Collection entries.
- - - - -

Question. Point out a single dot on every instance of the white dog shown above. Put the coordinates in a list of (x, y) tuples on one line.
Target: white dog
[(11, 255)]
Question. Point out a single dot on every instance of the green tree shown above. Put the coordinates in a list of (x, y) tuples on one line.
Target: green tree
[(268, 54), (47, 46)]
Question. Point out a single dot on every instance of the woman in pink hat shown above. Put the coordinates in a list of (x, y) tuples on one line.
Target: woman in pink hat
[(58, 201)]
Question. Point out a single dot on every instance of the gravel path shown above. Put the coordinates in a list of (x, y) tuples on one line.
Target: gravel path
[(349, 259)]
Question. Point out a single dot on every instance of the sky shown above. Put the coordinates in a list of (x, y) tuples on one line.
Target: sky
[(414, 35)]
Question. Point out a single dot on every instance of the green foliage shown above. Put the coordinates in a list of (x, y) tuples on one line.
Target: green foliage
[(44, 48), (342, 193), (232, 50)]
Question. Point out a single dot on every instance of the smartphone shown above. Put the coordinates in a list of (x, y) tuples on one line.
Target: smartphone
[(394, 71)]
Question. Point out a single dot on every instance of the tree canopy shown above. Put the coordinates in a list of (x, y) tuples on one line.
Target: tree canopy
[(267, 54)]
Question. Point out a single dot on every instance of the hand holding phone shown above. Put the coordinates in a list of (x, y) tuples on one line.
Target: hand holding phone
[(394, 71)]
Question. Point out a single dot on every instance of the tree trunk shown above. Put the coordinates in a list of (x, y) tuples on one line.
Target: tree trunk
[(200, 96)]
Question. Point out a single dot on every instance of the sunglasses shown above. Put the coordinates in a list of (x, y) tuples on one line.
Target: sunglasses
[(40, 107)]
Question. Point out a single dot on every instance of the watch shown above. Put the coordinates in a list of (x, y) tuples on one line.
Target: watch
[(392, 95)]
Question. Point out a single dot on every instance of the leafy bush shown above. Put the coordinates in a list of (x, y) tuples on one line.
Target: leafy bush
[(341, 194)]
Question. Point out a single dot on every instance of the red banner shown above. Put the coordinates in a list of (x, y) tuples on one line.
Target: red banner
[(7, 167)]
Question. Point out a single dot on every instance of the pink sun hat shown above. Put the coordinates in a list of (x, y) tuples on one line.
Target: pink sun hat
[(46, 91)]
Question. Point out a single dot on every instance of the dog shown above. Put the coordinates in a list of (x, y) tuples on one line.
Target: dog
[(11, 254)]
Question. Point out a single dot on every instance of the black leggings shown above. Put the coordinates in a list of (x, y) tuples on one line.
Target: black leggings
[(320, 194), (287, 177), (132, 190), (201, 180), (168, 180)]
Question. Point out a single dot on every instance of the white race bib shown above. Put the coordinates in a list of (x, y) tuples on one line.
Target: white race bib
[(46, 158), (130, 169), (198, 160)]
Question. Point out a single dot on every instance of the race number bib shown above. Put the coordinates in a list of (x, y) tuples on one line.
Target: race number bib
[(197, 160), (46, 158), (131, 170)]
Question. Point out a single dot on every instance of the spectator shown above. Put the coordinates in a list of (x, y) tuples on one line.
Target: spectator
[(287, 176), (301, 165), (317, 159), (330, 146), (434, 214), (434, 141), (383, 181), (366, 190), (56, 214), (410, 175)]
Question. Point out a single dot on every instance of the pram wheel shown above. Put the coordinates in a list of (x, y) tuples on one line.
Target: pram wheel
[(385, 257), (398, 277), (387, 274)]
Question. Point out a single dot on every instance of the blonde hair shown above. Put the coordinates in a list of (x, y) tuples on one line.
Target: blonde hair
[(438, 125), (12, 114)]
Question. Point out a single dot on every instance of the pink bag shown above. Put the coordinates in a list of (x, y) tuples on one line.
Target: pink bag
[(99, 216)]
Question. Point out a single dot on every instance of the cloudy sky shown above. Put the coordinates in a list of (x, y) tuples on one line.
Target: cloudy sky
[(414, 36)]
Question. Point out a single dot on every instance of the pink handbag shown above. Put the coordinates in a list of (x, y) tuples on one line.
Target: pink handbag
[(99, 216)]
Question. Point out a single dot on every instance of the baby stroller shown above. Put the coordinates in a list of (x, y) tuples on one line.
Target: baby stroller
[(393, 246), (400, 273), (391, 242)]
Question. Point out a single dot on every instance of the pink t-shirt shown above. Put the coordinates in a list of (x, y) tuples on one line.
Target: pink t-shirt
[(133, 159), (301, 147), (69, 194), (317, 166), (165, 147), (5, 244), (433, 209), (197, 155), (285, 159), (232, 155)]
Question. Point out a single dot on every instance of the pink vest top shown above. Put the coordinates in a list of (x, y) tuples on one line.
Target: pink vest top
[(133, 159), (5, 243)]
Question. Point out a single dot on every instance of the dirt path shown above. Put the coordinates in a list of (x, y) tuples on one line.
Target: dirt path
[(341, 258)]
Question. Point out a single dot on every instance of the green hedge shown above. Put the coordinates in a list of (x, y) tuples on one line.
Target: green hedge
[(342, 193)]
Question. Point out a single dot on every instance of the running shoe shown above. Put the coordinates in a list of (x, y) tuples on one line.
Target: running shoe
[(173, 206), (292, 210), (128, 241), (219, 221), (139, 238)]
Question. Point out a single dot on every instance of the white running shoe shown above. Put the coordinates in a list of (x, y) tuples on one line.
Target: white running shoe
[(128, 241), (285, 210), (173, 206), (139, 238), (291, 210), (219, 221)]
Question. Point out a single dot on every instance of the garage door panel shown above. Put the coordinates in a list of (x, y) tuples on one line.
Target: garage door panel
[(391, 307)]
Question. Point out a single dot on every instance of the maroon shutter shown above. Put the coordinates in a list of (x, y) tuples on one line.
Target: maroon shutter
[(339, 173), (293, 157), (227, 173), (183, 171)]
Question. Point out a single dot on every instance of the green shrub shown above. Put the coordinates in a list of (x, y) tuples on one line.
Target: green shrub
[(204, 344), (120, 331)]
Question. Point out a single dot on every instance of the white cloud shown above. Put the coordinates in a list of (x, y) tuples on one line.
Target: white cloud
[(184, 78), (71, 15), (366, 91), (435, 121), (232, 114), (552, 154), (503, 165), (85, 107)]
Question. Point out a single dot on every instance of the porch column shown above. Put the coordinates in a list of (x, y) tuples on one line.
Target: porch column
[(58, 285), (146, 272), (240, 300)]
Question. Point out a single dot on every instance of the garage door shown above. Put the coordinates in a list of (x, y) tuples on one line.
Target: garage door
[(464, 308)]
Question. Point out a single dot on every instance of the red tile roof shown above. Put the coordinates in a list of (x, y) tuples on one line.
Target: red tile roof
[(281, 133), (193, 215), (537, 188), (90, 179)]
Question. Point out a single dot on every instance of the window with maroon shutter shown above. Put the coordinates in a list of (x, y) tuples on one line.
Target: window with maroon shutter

- - - - -

Reproduce each line above exactly.

YOUR RESPONSE.
Question. Point out a single dot on every instance of the white dog shown above. Put the coordinates in a list of (x, y) tuples on one line.
Target: white dog
[(11, 255)]
Question. Point out a single dot on every instance of the green tree shown above. Put the coordinates in a list of (x, y) tuples on one line.
Target: green tree
[(268, 54), (47, 46)]
Question. Point out a single dot on every instance of the woman in pink hat shown above. Put the coordinates in a list of (x, y) tuples on one line.
Target: woman in pink hat
[(58, 201)]
Question. Point out a single dot on every instance of the gravel path shown above. Put the coordinates in a list of (x, y) tuples on one line.
Target: gravel path
[(349, 259)]
Question. Point out a single dot on every instance of the sky shown above. Put the coordinates in a list of (x, y) tuples on one line.
Target: sky
[(414, 35)]
Question. Point out a single dot on every instance of the green foliage shown above. Put the coordinates in a list of (x, y) tuples on one line.
Target: green foliage
[(44, 48), (342, 193), (232, 50)]
Question. Point out a single dot on every instance of the smartphone shown above. Put the coordinates in a list of (x, y) tuples on one line.
Target: smartphone
[(394, 71)]
Question. Point out a single dot on every instance of the tree canopy shown above. Put the coordinates in a list of (x, y) tuples on one line.
Target: tree canopy
[(267, 54)]
Question. Point out a single dot on every instance of the hand holding phone shown above. Put the coordinates in a list of (x, y) tuples on one line.
Target: hand holding phone
[(394, 71)]
Question. Point out a single dot on every instance of the tree trunk shown above. Put the coordinates in a list of (x, y) tuples on one line.
Target: tree trunk
[(200, 96)]
Question. Point out a single dot on every instance of the sunglasses shown above. Put the coordinates in a list of (x, y) tuples on one line.
Target: sunglasses
[(40, 107)]
Question. Point out a single dot on every instance of the watch shown above. Put the coordinates in a list of (x, y) tuples on one line.
Target: watch
[(392, 95)]
Question. Point out a single dot on every instance of the leafy bush shown above. Put the coordinates in a list of (x, y) tuples on one line.
Target: leafy bush
[(341, 194)]
Question. Point out a single dot on every instance of the red banner shown above. Put the coordinates in a list of (x, y) tuples on one line.
Target: red banner
[(7, 167)]
Question. Point out a single dot on every instance of the pink sun hat shown above. Put the coordinates in a list of (x, y) tuples on one line.
Target: pink sun hat
[(46, 91)]
Question. Point out a single dot on every instance of the dog shown above. Put the coordinates in a list of (x, y) tuples on one line.
Target: dog
[(11, 254)]
Question. Point out a single dot on every instance of the black leggings shown above. Put the coordinates in a list of (x, y) tuples on one line.
Target: black leggings
[(320, 194), (287, 177), (132, 190), (201, 180), (168, 180)]
Question. Point out a single dot on every instance of the white race bib shown above. Put the coordinates in a list of (x, y) tuples on one line.
Target: white race bib
[(46, 158), (130, 169), (198, 160)]
Question. Point out a single dot on every instance of the race number bib shown above. Put the coordinates in a list of (x, y) tuples on one line.
Target: race number bib
[(197, 160), (46, 158), (131, 170)]
Question. Point out a single dot on every instance of the spectator shown above. Put the coordinates in a list of (x, y) tuples on one line.
Target: spectator
[(287, 176), (301, 165), (317, 159), (330, 146), (434, 214), (434, 141), (383, 181), (366, 190), (56, 214), (410, 175)]
Question. Point out a single dot on every instance of the pram wheel shown above. Put the coordinates in a list of (x, y) tuples on one line.
Target: pram wheel
[(385, 257), (398, 277), (387, 274)]
Question. Point out a single dot on every instance of the blonde hair shown above. Put the coordinates in a list of (x, y) tuples on one line.
Target: blonde hair
[(438, 125), (12, 114)]
Question. Point out a single dot on every instance of the pink bag shown above. Put the coordinates in a list of (x, y) tuples on one line.
Target: pink bag
[(99, 216)]
Question. Point out a single dot on every instance of the cloudy sky shown above. Put the coordinates in a list of (x, y) tuples on one line.
Target: cloudy sky
[(414, 36)]
Question. Point out a single dot on every instance of the pink handbag shown above. Put the coordinates in a list of (x, y) tuples on one line.
Target: pink handbag
[(99, 216)]
Question. Point out a single dot on every instance of the baby stroller shown above. Put the coordinates in a list of (x, y) tuples on one line.
Target: baby stroller
[(393, 246), (400, 273), (391, 242)]
Question. Point out a single dot on every instance of the pink t-shirt shown above. Put the coordinates in a list of (x, y) tuples on one line.
Target: pink t-shirt
[(133, 159), (301, 147), (69, 194), (317, 166), (165, 147), (5, 244), (433, 209), (197, 155), (285, 159), (232, 155)]
Question. Point out a single dot on every instance of the pink vest top shown above. Put the coordinates in a list of (x, y) tuples on one line.
Target: pink vest top
[(133, 159), (5, 243)]
Question. Point out a single dot on every instance of the dirt path shown above. Put the coordinates in a list of (x, y) tuples on one line.
Target: dirt path
[(341, 258)]
Question. Point out a single dot on every instance of the green hedge shown above. Put the coordinates in a list of (x, y) tuples on one line.
Target: green hedge
[(342, 193)]
Question. Point out a single dot on every instance of the running shoe shown above. Put the coordinates in a list of (x, y) tuples on one line.
Target: running shoe
[(173, 206), (292, 210), (128, 241), (219, 221), (139, 238)]
Question. Point out a single dot on every instance of the white running shoe shown above. Put the coordinates in a list of (x, y) tuples on one line.
Target: white running shoe
[(128, 241), (285, 210), (173, 206), (139, 238), (291, 210), (219, 221)]
Question. Point out a single dot on every instance of the garage door panel shown above. Put the coordinates in a list of (x, y) tuples on one line.
Target: garage door panel
[(391, 307)]
Question. Point out a single dot on every instance of the maroon shutter shown above. Put the coordinates in a list of (x, y) tuples on one line.
Target: maroon shutter
[(339, 173), (293, 157), (227, 173), (183, 171)]
Question. Point out a single dot on every instance of the green shrub shown above. Put the coordinates in a list of (x, y) tuples on one line.
Target: green shrub
[(204, 344), (120, 331)]
Question. Point out a single dot on every instance of the white cloud shown above. Put the coordinates in a list of (x, y) tuples on one line.
Target: white cloud
[(184, 78), (71, 15), (366, 91), (435, 121), (232, 114), (552, 154), (503, 165), (85, 107)]
Question. Point out a single dot on every instance of the porch column shown above. Put the coordinates in a list of (x, y) tuples on one line.
Target: porch column
[(58, 285), (146, 272), (240, 300)]
Question. Point out a single dot on every instance of the garage door shown above. Put the coordinates in a list of (x, y) tuples on one line.
Target: garage door
[(464, 308)]
Question. Point out a single dot on every instance of the red tile roof shown above. Put the coordinates in a list of (x, y) tuples on one line.
Target: red tile roof
[(281, 133), (193, 215), (537, 188), (90, 179)]
Question. Point out a single dot on every instance of the window with maroon shutter shown above. Put the coordinates in a list of (x, y) tuples on one line.
Target: window with maroon shutter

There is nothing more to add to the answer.